## Aim of the task
Extract every line of the data below that contains the string "positive".

## Material to process
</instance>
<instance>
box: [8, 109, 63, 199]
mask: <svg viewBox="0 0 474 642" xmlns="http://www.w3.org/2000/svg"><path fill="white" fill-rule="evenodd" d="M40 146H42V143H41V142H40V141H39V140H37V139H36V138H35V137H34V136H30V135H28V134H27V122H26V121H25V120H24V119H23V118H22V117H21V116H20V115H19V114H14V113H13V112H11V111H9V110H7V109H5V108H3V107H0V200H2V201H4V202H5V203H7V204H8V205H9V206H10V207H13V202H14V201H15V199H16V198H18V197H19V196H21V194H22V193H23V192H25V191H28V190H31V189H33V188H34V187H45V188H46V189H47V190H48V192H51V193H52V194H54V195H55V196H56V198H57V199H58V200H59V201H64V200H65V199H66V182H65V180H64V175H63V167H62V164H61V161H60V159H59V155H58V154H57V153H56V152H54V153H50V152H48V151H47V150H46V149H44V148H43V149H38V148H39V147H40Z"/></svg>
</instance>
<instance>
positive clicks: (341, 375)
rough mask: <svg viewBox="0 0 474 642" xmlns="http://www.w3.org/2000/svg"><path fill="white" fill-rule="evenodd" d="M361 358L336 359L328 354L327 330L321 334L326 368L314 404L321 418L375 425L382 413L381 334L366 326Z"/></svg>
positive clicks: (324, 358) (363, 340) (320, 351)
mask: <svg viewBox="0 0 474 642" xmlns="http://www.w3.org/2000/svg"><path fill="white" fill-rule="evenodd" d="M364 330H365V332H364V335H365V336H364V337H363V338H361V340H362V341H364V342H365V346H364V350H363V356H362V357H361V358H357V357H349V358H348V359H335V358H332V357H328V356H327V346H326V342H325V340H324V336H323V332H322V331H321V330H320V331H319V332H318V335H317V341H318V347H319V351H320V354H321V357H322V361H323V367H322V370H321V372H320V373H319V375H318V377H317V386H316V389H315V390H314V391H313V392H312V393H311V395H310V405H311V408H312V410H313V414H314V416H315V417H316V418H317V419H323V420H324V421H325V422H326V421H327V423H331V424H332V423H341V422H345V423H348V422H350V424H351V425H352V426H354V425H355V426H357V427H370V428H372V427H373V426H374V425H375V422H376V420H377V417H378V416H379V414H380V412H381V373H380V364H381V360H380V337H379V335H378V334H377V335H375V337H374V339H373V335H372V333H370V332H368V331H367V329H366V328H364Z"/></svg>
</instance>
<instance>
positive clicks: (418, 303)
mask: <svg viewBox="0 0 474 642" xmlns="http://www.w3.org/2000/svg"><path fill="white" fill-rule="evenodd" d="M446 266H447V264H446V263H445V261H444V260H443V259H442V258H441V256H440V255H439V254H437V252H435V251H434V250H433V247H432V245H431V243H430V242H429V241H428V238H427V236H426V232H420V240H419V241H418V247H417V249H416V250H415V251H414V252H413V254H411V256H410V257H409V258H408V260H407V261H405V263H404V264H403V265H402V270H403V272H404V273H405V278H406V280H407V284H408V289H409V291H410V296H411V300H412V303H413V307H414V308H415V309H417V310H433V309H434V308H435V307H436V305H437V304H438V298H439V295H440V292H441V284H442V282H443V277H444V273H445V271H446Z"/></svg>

## Response area
positive clicks: (341, 375)
positive clicks: (324, 358) (363, 340) (320, 351)
positive clicks: (418, 303)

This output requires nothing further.